--- start GIVEN TEXT ---

'A bubble of invincibility in a difficult neighbourhood'
The number 343 bus turns on to Albany Road and from the top deck the track comes into view.
Set against the darkness of its Burgess Park home, it’s like stumbling on a glowing circus tent pitched on the edge of a town.
“We wanted to be here so people could see us from the road, we want to be seen,” says Michael Pusey MBE, aka CK Flash, a community leader and former DJ.
“There are problems on that side of the park and the other side but not here. They know us. They know what we are about.”
The towering heights of the now condemned Aylesbury Estate overlook the track. There are only a handful of homes still occupied.
“The local residents say they like to hear the kids’ voices - the laughter from the track,” CK continues.
Nearly every night of the week kids and teens on bikes can be seen cutting through the side streets of this part of South London. They are heading to Peckham BMX.
The club has achieved remarkable sporting success in its rapid ascent from a dirt track in Brixton in 2002.
But this isn't all, the club has another purpose - to provide a safe and positive place in the community.
The human stories here are perhaps its greatest achievement.
“For me this club is like a family. My brothers have all moved away. The little kids look up to the older riders,” says 17-year-old Isaac. “They look out for them, like a big brother.”
The remarkable thing about Isaac is that he lives miles away in Dagenham and he rides a three-hour round trip to the track. As a result, his bike gets more of a beating than most. He's often trying to save for parts. For riders like him, isolated and looking to belong, the club is a welcoming home.
Isaac loves racing around the track.
“Being in the air on your bike is hard to explain. It's scary and there is a thrill but there is also a suspense, it's mysterious.”
In 2003 the club started it's move from Brixton to Peckham. Home then was at a really rough and ready dirt track known as the Bird in the Bush.
It was started by CK, a former Choice FM DJ. After eight years of meetings with Southwark Council, the current track was born just up the road from the original track.
CK, who has received an MBE for his community work, tells me it's always been about mentalities not equipment. This approach bore fruit as the simple dirt track went on to produce riders like Kye Whyte, his brother Tre Whyte and Quillan Isadore, who have risen to the very top of the sport.

--- end GIVEN TEXT ---

Reproduce the section of the Peckham BMX piece between "The remarkable thing" and "around the track.", inclusive, updating it so that "beating" becomes "battering".

--- start DATA PROVIDED ---

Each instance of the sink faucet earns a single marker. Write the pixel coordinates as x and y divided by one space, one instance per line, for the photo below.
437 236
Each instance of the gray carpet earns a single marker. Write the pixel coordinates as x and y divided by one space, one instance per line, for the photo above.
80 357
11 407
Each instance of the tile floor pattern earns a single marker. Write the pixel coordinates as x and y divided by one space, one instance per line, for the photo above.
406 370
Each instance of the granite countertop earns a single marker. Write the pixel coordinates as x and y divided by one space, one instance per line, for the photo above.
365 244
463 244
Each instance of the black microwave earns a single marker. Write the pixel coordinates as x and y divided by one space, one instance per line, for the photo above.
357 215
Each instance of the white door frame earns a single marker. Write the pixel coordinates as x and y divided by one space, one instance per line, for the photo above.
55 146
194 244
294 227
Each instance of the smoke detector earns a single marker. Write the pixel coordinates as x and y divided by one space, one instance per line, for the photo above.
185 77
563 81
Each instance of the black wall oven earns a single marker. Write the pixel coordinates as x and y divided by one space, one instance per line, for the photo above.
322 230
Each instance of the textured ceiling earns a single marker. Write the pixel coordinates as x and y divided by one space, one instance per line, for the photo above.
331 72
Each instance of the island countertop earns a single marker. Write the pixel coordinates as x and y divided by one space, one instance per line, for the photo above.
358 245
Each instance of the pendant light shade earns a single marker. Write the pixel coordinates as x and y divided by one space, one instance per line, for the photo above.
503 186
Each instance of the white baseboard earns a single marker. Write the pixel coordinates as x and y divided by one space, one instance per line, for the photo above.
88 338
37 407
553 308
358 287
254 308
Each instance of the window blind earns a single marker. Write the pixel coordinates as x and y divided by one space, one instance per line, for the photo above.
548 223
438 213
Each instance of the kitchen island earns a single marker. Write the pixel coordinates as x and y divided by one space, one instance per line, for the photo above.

--- end DATA PROVIDED ---

SOLUTION FOR THIS EXERCISE:
The remarkable thing about Isaac is that he lives miles away in Dagenham and he rides a three-hour round trip to the track. As a result, his bike gets more of a battering than most. He's often trying to save for parts. For riders like him, isolated and looking to belong, the club is a welcoming home.
Isaac loves racing around the track.